====== Provided passage
S: No, I don't think so. It is only hurt with reference to something.

K: No. I am asking you: Can such a psychological brain, if I can use those two words, never be hurt? - in any circumstances, given family life, husband, wife, bad friends, so-called enemies, all that is going on around you - never get hurt? Because apparently this is one of the major wounds of human existence. The more sensitive you are, the more aware, the more hurt you get, the more withdrawn. Is this inevitable?

S: I don't think it is inevitable but I think it happens frequently, more often than not. And it seems to happen when an attachment is formed and then the loss of that attachment. You become important to me, I like you, or I am involved with you, then it becomes important to me that you don't do anything that disturbs that image.

K: That is, the relationship between two people, the picture we have of each other, the image - that is the cause of hurt.

B: Well, it also goes the other way: we hold those images because of hurt.

K: Of course, of course.

B: Where does it start?

K: That is what I want to get at.

S: That is what I want to get at too.

K: He pointed out something.
============
====== Recorded information
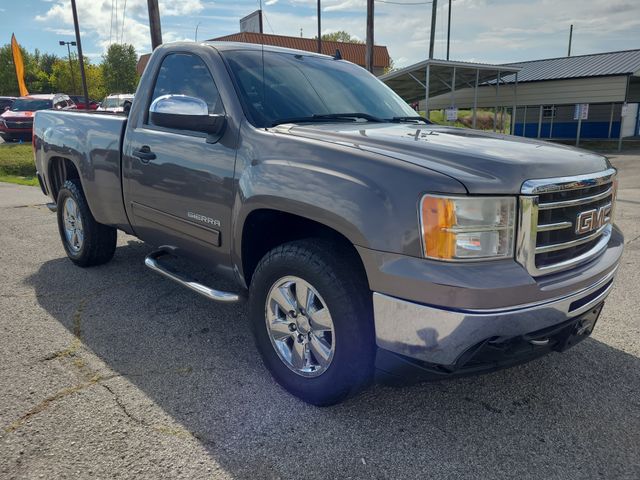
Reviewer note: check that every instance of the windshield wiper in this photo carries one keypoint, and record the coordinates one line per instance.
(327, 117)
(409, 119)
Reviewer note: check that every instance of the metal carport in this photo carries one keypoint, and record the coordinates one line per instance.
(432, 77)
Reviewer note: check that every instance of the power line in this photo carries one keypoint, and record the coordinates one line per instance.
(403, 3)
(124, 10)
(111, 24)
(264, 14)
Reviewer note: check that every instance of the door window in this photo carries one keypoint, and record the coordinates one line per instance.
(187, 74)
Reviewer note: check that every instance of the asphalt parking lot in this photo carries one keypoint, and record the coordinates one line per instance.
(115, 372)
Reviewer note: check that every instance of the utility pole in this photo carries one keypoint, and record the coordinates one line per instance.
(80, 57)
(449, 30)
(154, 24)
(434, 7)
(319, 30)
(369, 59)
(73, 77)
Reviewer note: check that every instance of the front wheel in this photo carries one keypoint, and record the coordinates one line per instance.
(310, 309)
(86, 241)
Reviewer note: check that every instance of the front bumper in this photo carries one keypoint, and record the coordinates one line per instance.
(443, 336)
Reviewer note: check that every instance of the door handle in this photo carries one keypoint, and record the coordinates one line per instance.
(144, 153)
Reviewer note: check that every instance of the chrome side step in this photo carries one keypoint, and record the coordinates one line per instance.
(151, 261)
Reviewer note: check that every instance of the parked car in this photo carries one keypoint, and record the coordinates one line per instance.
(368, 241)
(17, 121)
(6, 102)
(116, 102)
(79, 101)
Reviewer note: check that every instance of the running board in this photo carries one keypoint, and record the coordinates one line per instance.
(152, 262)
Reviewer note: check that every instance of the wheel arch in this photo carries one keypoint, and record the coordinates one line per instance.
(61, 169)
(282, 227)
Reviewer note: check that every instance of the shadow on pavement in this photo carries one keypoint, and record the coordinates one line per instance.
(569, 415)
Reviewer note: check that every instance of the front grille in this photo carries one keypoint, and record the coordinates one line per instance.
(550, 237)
============
## [Exercise prompt]
In the conversation, what is said to be "the cause of hurt"?

## [Solution to the problem]
The relationship between two people, meaning the picture or image they have of each other.